ИСХОДНЫЙ ТЕКСТ:
┄┄┄┄┄┄

Комментарий | 0

Храм

 

 

                                                                                                                                                                   Ибо, где двое или трое собраны во имя Мое,
                                                                                                                   там и Я среди них.

                                                                                                                                                                                             Евангелие от Матфея, гл.18, 20

 

Мое раннее детство прошло в горняцком поселке в небольшом квартале из четырех разрушающихся бараков, построенных военнопленными японцами из глины и «дранки». Зимой стены комнат, выходящие наружу, покрывались слоем льда. Там же произошла моя первая в жизни встреча с «церковным» или, как говорила моя мама (комсомолка-атеистка 20-х годов), «божественным». В соседнем бараке жили дед со старушкой. Как-то раз мы, малыши лет 4-5, заглянули из коридора в их открытую настежь комнату и увидели спящих под старым одеялом из разноцветных лоскутов стариков. А еще в углу – икону… С визгами «Бог, бог!» мы бросились прочь. До сих пор помню не то страх, не то трепет, который на мгновение ощутил я, когда взглянул на лик «бога». Это было летом, а зимой замерзшие (не окоченевшие, а именно замерзшие) тела этих стариков – у нас на глазах – вынесли завернутыми в какие-то тряпки. Они умерли ночью от холода, поскольку были очень слабые и не смогли растопить печь.

┄┄┄┄┄┄

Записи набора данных
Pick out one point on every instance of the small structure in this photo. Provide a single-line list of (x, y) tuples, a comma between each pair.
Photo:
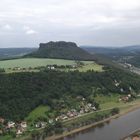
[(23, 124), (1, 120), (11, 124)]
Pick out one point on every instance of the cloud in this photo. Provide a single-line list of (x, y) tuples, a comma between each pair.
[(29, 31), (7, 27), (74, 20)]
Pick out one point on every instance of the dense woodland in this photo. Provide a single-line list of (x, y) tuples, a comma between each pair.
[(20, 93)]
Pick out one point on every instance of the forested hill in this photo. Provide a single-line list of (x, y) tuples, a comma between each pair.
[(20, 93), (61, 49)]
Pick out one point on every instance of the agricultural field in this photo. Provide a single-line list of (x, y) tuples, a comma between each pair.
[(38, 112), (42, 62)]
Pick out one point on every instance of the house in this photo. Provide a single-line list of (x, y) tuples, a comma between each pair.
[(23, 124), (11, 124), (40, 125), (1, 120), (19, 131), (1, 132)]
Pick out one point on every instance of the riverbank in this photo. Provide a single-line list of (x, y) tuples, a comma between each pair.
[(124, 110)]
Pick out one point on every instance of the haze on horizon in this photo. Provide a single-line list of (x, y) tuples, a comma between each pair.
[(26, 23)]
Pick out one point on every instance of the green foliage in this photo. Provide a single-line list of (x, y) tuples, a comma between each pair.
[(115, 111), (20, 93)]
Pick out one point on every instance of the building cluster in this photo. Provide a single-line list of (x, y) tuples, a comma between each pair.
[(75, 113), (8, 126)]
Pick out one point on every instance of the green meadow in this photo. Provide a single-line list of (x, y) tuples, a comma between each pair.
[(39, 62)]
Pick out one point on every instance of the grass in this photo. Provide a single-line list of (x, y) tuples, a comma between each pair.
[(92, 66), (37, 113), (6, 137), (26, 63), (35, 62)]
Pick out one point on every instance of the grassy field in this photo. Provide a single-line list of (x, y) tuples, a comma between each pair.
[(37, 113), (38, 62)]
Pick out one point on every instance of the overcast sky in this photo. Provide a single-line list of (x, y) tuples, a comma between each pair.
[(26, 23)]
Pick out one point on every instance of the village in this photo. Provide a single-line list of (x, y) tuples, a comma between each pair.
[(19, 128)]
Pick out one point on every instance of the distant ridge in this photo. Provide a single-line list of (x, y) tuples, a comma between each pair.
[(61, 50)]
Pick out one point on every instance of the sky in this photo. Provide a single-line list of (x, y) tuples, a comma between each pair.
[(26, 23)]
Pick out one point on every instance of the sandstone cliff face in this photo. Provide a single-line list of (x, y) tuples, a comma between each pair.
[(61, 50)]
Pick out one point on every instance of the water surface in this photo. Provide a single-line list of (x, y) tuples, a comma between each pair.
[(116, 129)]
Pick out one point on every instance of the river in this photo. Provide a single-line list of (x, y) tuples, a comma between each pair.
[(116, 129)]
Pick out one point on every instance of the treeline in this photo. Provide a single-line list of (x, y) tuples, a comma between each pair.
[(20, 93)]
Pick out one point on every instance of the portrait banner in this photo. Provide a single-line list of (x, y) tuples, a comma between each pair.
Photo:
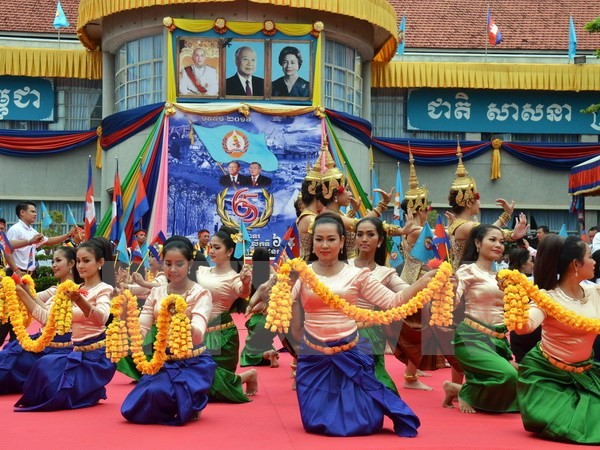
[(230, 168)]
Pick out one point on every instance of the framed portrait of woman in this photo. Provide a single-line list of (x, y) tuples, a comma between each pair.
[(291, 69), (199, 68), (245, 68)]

┄┄┄┄┄┄

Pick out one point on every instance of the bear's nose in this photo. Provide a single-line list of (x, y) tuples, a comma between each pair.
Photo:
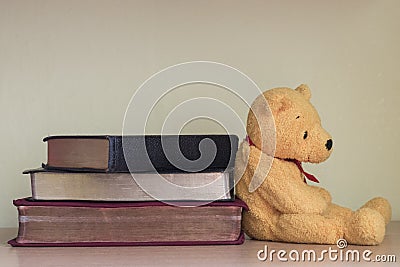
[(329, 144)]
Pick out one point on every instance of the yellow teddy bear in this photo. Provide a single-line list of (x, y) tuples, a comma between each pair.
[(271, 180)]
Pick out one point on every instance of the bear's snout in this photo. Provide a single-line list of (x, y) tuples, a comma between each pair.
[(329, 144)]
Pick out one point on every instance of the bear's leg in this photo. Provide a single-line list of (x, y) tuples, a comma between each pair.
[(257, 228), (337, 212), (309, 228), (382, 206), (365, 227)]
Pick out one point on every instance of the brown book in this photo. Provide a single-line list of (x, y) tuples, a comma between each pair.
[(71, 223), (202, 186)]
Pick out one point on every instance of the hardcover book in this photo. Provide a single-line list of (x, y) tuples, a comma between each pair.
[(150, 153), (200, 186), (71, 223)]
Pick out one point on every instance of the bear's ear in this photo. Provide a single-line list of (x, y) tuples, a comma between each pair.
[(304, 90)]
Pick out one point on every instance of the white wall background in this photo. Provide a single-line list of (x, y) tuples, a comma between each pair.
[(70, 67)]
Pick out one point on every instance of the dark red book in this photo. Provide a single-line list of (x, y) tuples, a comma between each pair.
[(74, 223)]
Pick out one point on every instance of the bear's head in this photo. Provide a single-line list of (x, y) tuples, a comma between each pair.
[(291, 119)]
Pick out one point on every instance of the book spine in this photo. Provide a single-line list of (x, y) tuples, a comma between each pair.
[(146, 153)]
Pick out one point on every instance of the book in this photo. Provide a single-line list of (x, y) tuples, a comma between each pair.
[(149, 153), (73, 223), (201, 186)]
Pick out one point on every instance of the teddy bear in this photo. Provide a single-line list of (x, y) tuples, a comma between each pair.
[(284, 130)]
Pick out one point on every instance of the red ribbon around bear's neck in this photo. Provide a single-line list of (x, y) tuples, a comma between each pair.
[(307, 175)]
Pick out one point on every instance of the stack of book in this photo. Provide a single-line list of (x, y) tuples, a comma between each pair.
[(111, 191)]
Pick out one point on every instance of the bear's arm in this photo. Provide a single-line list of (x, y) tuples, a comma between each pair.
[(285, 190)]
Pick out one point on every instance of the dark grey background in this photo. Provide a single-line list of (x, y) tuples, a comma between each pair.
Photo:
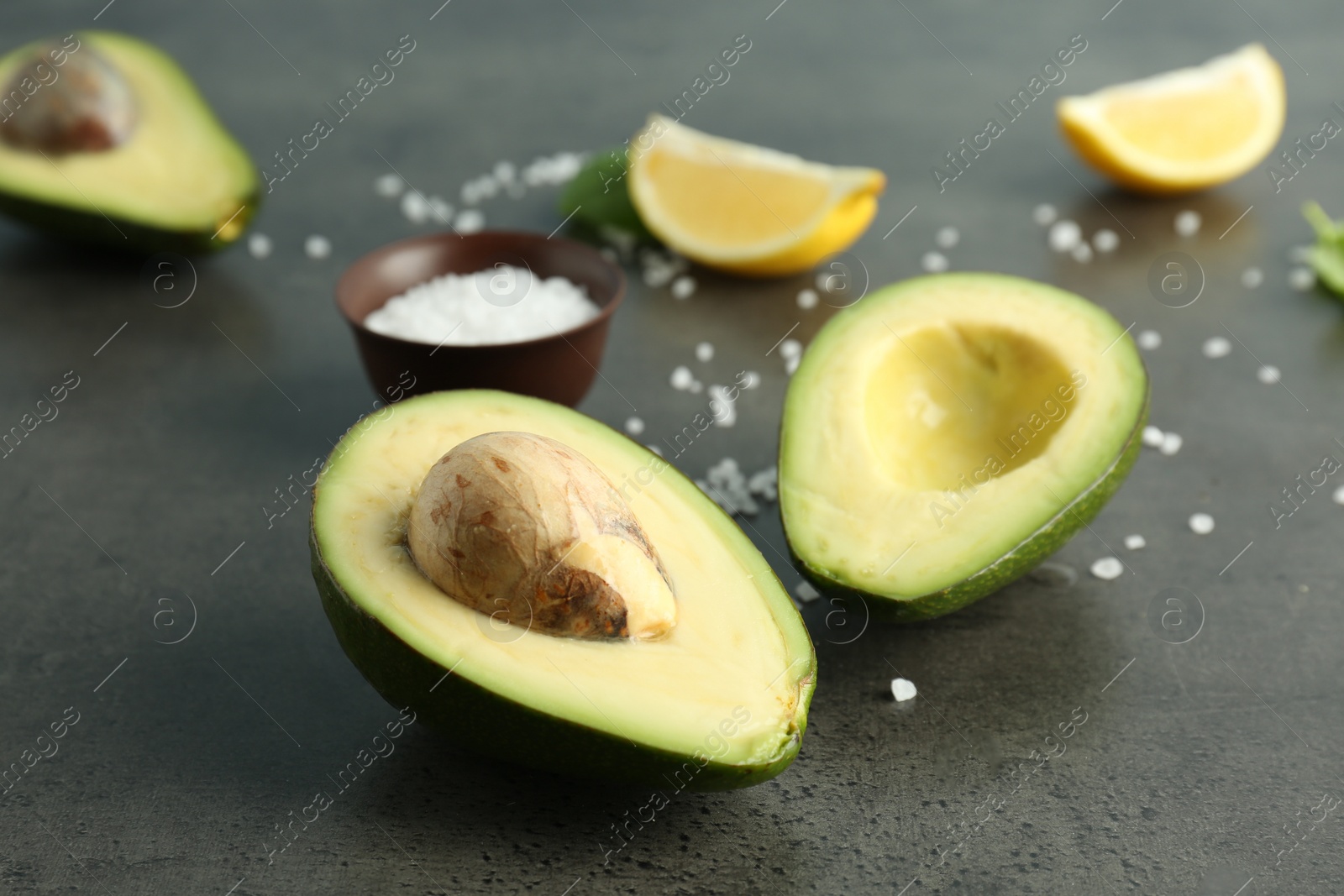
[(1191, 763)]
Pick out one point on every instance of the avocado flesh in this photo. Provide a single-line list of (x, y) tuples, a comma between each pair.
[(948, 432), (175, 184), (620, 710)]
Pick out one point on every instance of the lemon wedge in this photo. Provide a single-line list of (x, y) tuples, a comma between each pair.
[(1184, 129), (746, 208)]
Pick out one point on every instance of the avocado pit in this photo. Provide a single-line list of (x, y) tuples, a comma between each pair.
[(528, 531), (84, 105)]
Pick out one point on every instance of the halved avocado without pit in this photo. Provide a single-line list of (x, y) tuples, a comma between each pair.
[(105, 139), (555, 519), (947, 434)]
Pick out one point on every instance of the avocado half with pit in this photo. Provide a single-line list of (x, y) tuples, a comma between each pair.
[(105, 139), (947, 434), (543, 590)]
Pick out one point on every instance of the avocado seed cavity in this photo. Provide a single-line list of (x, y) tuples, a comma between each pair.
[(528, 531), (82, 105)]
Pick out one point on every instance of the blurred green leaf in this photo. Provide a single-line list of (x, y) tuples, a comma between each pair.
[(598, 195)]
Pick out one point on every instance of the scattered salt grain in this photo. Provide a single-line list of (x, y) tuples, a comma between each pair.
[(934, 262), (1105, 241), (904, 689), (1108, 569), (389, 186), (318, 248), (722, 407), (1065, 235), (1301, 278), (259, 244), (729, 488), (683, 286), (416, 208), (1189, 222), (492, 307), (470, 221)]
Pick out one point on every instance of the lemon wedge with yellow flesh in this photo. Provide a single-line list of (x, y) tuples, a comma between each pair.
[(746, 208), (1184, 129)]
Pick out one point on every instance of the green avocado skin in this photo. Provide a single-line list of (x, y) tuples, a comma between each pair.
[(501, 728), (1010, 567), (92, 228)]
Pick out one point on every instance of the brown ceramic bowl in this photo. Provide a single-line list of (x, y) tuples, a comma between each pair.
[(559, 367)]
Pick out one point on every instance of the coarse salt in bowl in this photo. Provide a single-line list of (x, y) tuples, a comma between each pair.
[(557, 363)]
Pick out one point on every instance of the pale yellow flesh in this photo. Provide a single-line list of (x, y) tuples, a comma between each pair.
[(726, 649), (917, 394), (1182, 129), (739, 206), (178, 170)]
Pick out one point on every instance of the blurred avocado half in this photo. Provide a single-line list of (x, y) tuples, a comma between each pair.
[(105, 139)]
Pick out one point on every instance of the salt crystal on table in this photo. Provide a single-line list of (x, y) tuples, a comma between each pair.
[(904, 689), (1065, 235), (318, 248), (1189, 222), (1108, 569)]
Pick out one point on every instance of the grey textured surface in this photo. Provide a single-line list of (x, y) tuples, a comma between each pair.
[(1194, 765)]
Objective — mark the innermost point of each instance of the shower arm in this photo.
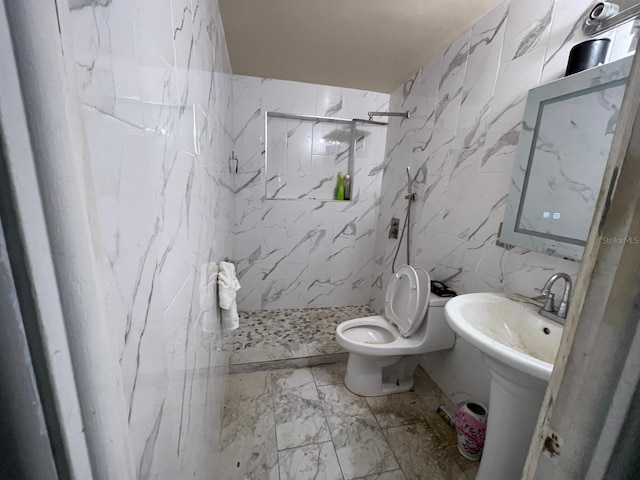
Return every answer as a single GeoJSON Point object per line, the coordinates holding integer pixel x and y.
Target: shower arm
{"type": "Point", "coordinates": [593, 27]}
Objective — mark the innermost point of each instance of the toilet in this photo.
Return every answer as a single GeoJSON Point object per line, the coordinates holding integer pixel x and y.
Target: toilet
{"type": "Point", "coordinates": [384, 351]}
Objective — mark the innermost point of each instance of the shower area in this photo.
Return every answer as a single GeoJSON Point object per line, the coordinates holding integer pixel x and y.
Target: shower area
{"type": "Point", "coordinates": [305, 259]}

┄┄┄┄┄┄

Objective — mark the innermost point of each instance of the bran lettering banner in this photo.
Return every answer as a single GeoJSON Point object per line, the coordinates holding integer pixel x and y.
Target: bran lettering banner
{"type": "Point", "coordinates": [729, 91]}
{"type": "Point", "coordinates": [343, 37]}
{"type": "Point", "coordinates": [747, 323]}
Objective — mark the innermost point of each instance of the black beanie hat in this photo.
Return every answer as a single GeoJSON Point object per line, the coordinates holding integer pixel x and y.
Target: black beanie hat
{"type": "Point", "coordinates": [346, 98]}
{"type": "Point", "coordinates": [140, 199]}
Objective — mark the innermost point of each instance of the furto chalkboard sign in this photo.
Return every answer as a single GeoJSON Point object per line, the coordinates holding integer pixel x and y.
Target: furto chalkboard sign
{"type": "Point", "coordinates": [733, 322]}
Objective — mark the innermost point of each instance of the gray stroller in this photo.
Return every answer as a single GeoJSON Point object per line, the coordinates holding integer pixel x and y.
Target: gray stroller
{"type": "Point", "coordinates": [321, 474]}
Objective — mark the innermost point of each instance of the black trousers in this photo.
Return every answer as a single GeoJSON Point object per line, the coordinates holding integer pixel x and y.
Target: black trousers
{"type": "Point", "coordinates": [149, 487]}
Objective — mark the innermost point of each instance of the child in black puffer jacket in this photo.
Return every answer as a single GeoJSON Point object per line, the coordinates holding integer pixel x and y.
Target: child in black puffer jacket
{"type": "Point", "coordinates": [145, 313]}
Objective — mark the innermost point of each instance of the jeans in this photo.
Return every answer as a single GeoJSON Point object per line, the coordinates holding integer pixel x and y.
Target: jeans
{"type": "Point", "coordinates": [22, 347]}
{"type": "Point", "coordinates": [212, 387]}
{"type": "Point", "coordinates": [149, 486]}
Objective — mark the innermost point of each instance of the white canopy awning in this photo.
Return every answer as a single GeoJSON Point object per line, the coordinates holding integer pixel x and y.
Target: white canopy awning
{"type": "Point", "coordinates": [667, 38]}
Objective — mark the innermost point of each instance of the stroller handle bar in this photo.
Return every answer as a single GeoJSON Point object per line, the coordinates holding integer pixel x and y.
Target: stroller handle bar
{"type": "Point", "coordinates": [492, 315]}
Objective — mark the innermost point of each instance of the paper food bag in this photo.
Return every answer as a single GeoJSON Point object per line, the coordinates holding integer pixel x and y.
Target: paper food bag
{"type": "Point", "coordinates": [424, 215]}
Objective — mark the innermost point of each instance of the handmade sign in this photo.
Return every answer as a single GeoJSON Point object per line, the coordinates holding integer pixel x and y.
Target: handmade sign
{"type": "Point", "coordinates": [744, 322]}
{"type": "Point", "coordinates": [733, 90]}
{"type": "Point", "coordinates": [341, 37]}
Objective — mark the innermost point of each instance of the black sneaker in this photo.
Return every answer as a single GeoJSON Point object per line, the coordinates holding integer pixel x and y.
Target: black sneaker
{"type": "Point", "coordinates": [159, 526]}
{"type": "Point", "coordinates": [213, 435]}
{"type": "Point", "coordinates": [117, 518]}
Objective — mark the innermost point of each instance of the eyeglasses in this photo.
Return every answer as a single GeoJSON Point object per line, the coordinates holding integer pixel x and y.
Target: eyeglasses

┄┄┄┄┄┄

КРАТКОЕ ЗАДАНИЕ 1: Перепишите без изменений фрагмент текста о детстве в горняцком поселке: всё от слов «Комментарий | 0» вплоть до слов «Я среди них.».
КРАТКОЕ ЗАДАНИЕ 2: Перескажите сжато абзац текста о детстве в горняцком поселке, начинающийся словами «Мое раннее детство прошло», сохранив его основные факты.

ОЖИДАЕМЫЙ РЕЗУЛЬТАТ 1:
Комментарий | 0

Храм

 

 

                                                                                                                                                                   Ибо, где двое или трое собраны во имя Мое,
                                                                                                                   там и Я среди них.

ОЖИДАЕМЫЙ РЕЗУЛЬТАТ 2: Мое раннее детство прошло в горняцком поселке, в квартале из четырех разрушающихся бараков, построенных из глины и «дранки» военнопленными японцами. Зимой наружные стены комнат покрывались льдом. Там произошла моя первая встреча с «божественным», как называла это мама, комсомолка-атеистка 20-х годов. В соседнем бараке жили дед со старушкой. Однажды мы, малыши лет 4–5, увидели их спящими под лоскутным одеялом, а в углу — икону, и с криками «Бог, бог!» убежали. Не то страх, не то трепет от взгляда на лик помню до сих пор. Зимой тела стариков у нас на глазах вынесли завернутыми в тряпки. Они замерзли ночью, потому что были очень слабы и не смогли растопить печь.